### Written task A
Format the lines of the rows below, from the line holding "For the benchmark, point out every instance of the amber" through the line holding "point(243, 43)", inclusive, as a numbered list with blank lines left out.

### Passage given
-- Start --
William Winant, declared “the avant-elite’s go-to percussionist” by SPIN magazine, is a Grammy-nominated new-music champion who has appeared on more than 200 recordings. Among his recent recording appearances are on Roscoe Mitchell’s Bells for the South Side and Discussions, Joan Jeanrenaud’s Visual Music, Fred Frith’s Field Days (The Amanda Loops), John Zorn’s Malkhut and Fragmentations, Prayers and Interjections, the collaboratively composed (with Wadada Leo Smith, Henry Kaiser, and Tania Chen) Ocean of Storms, John Cage’s The Ten Thousand Things, and Alvin Curran’s Shofar Rags.

Winant has worked with and collaborated with some of the most innovative and creative musicians of our time, including John Cage, John Zorn, Alvin Lucier, Iannis Xenakis, Pierre Boulez, Frank Zappa, Keith Jarrett, Roscoe Mitchell, Wadada Leo Smith, Anthony Braxton, Fred Frith, James Tenney, Terry Riley, Cecil Taylor, Gerry Hemingway, Mark Dresser, Barry Guy, Marilyn Crispell, George Lewis, Steve Reich, Nexus, Peter Garland, David Rosenboom, Michael Byron, Jean-Philippe Collard, Frederic Rzewski, Ursula Oppens, Joan La Barbara, Annea Lockwood, Danny Elfman, Oingo Boingo, Sonic Youth, Marc Ribot, Keith Rowe, Joey Barron, Bill Frisell, Yo-Yo Ma, Rova Saxophone Quartet, Lawrence “Butch” Morris, Henry Kaiser, and the Kronos String Quartet. For many years he worked closely with composer Lou Harrison, premiering and recording many of his works.

Winant is principal percussionist with the San Francisco Contemporary Music Players and the William Winant Percussion Group and has been featured as a guest artist with the Los Angeles Philharmonic (under the direction of Pierre Boulez), the San Francisco Symphony, and the Berkeley Symphony (Kent Nagano, director), as well as at the Cabrillo Festival, the Monterey Jazz Festival, the SFJazz Festival, Central Park SummerStage, the Ravinia Festival, the Salzburg Festival, the Donaueschingen Festival, the Victoriaville Festival, the Holland Festival, the Edinburgh Festival, the Ojai Festival, the Sonar Festival, All Tomorrow’s Parties, the Taktlos Festival, the Other Minds Festival, the Meltdown Festival, Lincoln Center, the Royal Festival Hall, the Library of Congress, the Barbican, the Kennedy Center, the Paris Opera, Disney Hall, the Miller Theater’s Composer Portraits Series, Merkin Hall, the Guggenheim Museum, and the Brooklyn Academy of Music. (www.williamwinant.com)
-- End --
### Listed entries
-- Start --
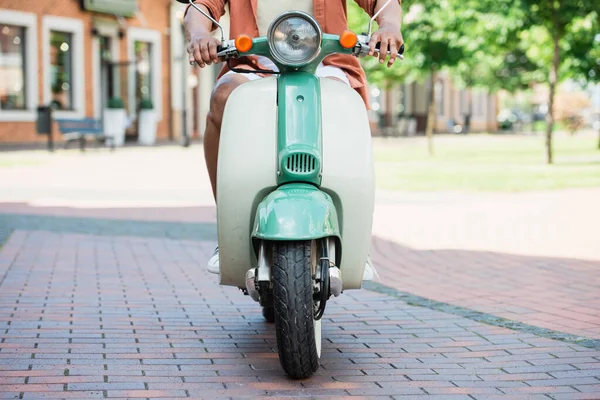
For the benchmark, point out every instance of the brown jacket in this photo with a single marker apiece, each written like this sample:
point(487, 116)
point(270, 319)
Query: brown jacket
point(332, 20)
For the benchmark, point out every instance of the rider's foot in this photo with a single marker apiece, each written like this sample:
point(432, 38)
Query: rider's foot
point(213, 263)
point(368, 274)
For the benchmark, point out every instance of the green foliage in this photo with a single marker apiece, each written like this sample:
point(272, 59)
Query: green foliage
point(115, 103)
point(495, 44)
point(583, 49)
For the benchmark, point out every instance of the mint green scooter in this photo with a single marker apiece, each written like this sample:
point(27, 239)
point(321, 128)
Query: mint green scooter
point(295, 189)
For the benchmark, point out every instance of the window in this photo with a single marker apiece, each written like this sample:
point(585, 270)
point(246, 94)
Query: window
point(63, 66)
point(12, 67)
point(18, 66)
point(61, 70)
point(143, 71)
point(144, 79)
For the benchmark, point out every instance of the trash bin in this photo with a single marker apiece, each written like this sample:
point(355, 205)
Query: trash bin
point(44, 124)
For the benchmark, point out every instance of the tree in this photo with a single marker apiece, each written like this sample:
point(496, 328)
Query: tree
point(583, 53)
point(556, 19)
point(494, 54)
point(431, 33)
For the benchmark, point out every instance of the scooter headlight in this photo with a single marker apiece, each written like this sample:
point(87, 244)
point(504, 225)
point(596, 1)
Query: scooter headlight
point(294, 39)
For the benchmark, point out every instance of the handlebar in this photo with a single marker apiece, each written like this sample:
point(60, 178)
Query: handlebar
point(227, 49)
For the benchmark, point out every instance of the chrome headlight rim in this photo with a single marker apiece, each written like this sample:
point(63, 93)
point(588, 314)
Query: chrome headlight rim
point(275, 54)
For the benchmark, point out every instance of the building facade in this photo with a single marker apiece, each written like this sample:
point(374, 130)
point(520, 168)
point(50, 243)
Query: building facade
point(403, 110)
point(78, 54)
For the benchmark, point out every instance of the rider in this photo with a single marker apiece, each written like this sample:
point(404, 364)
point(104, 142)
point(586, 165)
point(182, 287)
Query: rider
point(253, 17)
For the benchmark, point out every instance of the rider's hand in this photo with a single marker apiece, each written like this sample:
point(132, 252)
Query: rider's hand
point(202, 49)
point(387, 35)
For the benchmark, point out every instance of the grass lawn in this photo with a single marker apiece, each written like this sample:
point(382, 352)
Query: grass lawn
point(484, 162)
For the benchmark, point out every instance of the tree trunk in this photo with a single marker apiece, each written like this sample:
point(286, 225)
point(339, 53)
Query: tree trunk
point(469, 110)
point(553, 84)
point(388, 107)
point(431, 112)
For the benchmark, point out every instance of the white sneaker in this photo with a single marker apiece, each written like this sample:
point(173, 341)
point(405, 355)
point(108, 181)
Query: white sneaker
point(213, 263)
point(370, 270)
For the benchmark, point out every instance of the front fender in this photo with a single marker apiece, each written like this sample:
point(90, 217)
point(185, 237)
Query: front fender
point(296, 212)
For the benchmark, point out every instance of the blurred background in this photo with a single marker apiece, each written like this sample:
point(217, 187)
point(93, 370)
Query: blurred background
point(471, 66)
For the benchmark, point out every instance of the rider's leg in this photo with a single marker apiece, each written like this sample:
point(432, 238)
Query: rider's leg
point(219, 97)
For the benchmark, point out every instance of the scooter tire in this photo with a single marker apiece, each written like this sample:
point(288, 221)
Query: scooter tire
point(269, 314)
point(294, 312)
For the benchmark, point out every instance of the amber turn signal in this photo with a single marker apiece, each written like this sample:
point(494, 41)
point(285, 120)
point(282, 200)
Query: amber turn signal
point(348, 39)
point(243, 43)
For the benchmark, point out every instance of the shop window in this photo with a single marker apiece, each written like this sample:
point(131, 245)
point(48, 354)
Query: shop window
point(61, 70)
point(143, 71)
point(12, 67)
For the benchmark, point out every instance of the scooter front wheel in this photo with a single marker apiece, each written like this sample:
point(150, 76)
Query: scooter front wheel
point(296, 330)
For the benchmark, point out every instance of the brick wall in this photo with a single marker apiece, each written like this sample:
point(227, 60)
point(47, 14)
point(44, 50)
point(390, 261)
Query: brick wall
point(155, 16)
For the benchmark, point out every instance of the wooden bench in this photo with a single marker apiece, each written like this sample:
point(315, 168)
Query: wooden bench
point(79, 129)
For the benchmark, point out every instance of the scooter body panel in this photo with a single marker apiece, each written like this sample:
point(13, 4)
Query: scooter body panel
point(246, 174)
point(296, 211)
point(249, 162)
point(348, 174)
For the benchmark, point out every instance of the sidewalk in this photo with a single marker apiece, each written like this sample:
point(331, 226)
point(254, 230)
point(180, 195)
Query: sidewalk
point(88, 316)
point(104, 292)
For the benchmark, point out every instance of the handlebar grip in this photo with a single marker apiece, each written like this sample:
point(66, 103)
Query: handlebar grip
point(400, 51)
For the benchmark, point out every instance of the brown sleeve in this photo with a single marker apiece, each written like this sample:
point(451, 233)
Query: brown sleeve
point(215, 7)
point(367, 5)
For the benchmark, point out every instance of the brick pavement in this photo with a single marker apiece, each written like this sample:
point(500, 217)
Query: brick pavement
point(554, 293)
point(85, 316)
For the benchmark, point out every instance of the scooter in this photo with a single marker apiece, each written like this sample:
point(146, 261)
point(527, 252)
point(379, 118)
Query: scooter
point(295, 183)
-- End --
### Written task B
From the William Winant biography above, extract the passage between "William Winant, declared" and "Curran’s Shofar Rags.", inclusive.

### Full solution A
1. For the benchmark, point out every instance of the amber turn signal in this photo with a single marker apiece, each written like this sample:
2. point(494, 41)
3. point(285, 120)
4. point(282, 200)
5. Query: amber turn signal
6. point(348, 39)
7. point(243, 43)

### Full solution B
William Winant, declared “the avant-elite’s go-to percussionist” by SPIN magazine, is a Grammy-nominated new-music champion who has appeared on more than 200 recordings. Among his recent recording appearances are on Roscoe Mitchell’s Bells for the South Side and Discussions, Joan Jeanrenaud’s Visual Music, Fred Frith’s Field Days (The Amanda Loops), John Zorn’s Malkhut and Fragmentations, Prayers and Interjections, the collaboratively composed (with Wadada Leo Smith, Henry Kaiser, and Tania Chen) Ocean of Storms, John Cage’s The Ten Thousand Things, and Alvin Curran’s Shofar Rags.